[Position identification records]
>> start
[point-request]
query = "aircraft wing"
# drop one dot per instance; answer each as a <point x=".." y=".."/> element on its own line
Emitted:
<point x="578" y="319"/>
>> end
In the lines above, change "dot" to "marker" and keep everything else the same.

Output for this task:
[point-request]
query = "aircraft wing"
# drop one marker per instance; answer each as a <point x=".." y=".."/> element on its own line
Emitted:
<point x="578" y="319"/>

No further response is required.